begin QUOTED TEXT

The StyleGAN model family has been widely adopted for face generation and various face editing tasks. To support efficient on-device face generation, we based the design of our generator on StyleGAN. This generator, which we call BlazeStyleGAN, is similar to StyleGAN in that it also contains a mapping network and synthesis network. However, since the synthesis network of StyleGAN is the major contributor to the model’s high computation complexity, we designed and employed a more efficient synthesis network. The improved efficiency and generation quality is achieved by:

  1. Reducing the latent feature dimension in the synthesis network to a quarter of the resolution of the counterpart layers in the teacher StyleGAN,
  2. Designing multiple auxiliary heads to transform the downscaled feature to the image domain to form a coarse-to-fine image pyramid to evaluate the perceptual quality of the reconstruction, and
  3. Skipping all but the final auxiliary head at inference time.

With the newly designed architecture, we train the BlazeStyleGAN model by distilling it from a teacher StyleGAN model. We use a multi-scale perceptual loss and adversarial loss in the distillation to transfer the high fidelity generation capability from the teacher model to the student BlazeStyleGAN model and also to mitigate the artifacts from the teacher model.

More details of the model architecture and training scheme can be found in our paper.

Visual comparison between face samples generated by StyleGAN and BlazeStyleGAN. The images on the first row are generated by the teacher StyleGAN. The images on the second row are generated by the student BlazeStyleGAN. The face generated by BlazeStyleGAN has similar visual quality to the image generated by the teacher model. Some results demonstrate the student BlazeStyleGAN suppresses the artifacts from the teacher model in the distillation.

In the above figure, we demonstrate some sample results of our BlazeStyleGAN. By comparing with the face image generated by the teacher StyleGAN model (top row), the images generated by the student BlazeStyleGAN (bottom row) maintain high visual quality and further reduce artifacts produced by the teacher due to the loss function design in our distillation.


An encoder for efficient GAN inversion

To support image-to-image stylization, we also introduced an efficient GAN inversion as the encoder to map input images to the latent space of the generator. The encoder is defined by a MobileNet V2 backbone and trained with natural face images. The loss is defined as a combination of image perceptual quality loss, which measures the content difference, style similarity and embedding distance, as well as the L1 loss between the input images and reconstructed images.

end QUOTED TEXT
begin ROWS

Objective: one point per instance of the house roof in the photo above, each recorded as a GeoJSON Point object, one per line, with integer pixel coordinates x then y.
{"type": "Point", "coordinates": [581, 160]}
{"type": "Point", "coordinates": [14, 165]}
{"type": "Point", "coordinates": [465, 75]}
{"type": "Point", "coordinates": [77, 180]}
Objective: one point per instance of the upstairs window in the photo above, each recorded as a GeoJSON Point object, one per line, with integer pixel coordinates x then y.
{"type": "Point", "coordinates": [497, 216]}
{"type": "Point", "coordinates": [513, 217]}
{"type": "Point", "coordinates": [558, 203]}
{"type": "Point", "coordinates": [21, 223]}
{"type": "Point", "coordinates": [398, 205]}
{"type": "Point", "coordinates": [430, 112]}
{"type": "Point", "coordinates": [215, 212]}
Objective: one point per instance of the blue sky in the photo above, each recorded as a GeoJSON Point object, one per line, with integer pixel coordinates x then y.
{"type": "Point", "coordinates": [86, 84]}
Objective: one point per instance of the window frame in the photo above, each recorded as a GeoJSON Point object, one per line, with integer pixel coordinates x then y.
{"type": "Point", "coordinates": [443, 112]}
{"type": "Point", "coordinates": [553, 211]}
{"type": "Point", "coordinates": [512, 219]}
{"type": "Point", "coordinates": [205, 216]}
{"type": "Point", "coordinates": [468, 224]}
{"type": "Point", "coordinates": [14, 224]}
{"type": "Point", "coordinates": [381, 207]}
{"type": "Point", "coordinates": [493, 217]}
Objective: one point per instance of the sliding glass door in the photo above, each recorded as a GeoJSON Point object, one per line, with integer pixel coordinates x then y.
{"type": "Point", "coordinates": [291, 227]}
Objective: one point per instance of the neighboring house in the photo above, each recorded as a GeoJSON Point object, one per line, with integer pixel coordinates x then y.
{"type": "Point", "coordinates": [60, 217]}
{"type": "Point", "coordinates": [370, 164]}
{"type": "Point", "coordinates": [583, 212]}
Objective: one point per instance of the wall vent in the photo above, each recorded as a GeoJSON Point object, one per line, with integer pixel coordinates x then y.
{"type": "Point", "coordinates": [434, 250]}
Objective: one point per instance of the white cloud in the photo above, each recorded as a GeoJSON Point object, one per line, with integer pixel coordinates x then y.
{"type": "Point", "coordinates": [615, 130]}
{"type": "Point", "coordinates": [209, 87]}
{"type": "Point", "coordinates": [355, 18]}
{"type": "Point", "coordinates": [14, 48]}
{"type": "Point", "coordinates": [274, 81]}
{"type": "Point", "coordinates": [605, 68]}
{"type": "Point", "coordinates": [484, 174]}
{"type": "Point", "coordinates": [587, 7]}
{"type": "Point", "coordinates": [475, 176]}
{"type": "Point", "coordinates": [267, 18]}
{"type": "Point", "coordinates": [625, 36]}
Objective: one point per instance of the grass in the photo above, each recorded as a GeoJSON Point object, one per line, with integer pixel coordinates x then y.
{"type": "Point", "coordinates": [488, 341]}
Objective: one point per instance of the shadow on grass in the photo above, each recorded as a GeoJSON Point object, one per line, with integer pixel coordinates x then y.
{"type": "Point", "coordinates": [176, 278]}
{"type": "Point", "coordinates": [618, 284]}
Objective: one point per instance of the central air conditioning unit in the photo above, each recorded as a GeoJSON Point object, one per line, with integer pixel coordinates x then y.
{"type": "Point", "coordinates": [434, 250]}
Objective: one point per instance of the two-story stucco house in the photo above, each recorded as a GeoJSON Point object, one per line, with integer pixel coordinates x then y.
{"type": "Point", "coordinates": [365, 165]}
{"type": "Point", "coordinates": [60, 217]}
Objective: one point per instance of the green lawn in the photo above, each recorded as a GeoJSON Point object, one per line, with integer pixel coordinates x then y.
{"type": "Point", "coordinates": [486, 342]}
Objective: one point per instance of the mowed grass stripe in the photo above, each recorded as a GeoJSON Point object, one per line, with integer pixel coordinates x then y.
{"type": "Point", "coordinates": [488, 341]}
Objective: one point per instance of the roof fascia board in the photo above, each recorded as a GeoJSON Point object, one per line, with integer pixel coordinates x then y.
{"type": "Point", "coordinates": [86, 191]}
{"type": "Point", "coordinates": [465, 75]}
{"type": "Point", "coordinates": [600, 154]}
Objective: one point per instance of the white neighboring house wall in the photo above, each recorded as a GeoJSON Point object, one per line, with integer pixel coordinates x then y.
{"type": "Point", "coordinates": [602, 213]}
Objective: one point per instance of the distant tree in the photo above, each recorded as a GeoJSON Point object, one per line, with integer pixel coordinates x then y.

end ROWS

SET OF TASKS:
• 1. List every measure that the BlazeStyleGAN passage gives for achieving the improved efficiency and generation quality of its synthesis network.
• 2. Write the next few sentences of the BlazeStyleGAN passage, starting after its final sentence about the encoder's loss.

EXPECTED OUTPUTS:
• 1.
1. Reducing the latent feature dimension in the synthesis network to a quarter of the resolution of the counterpart layers in the teacher StyleGAN.
2. Designing multiple auxiliary heads that transform the downscaled feature to the image domain, forming a coarse-to-fine image pyramid for evaluating the perceptual quality of the reconstruction.
3. Skipping all but the final auxiliary head at inference time.

• 2.
On-device performance

We documented model complexities in terms of parameter numbers and computing FLOPs in the following table. Compared to the teacher StyleGAN (33.2M parameters), BlazeStyleGAN (generator) significantly reduces the model complexity, with only 2.01M parameters and 1.28G FLOPs for output resolution 256x256. Compared to StyleGAN-1024 (generating image size of 1024x1024), the BlazeStyleGAN-1024 can reduce both model size and computation complexity by 95% with no notable quality difference and can even suppress the artifacts from the teacher StyleGAN model.

Model     Image Size     #Params (M)     FLOPs (G)
StyleGAN     1024     33.17     74.3
BlazeStyleGAN     1024     2.07     4.70
BlazeStyleGAN     512     2.05     1.57
BlazeStyleGAN     256     2.01     1.28
Encoder     256     1.44     0.60

Model complexity measured by parameter numbers and FLOPs.

We benchmarked the inference time of the MediaPipe FaceStylizer on various high-end mobile devices and demonstrated the results in the table below. From the results, both BlazeStyleGAN-256 and BlazeStyleGAN-512 achieved real-time performance on all GPU devices. It can run in less than 10 ms runtime on a high-end phone’s GPU. BlazeStyleGAN-256 can also achieve real-time performance on the iOS devices’ CPU.

Model     BlazeStyleGAN-256 (ms)     Encoder-256 (ms)
iPhone 11     12.14     11.48
iPhone 12     11.99     12.25
iPhone 13 Pro     7.22     5.41
Pixel 6     12.24     11.23
Samsung Galaxy S10     17.01     12.70
Samsung Galaxy S20     8.95     8.20

Latency benchmark of the BlazeStyleGAN, face encoder, and the end-to-end pipeline on various mobile devices.

Fairness evaluation

The model has been trained with a high diversity dataset of human faces. The model is expected to be fair to different human faces. The fairness evaluation demonstrates the model performs good and balanced in terms of human gender, skin-tone, and ages.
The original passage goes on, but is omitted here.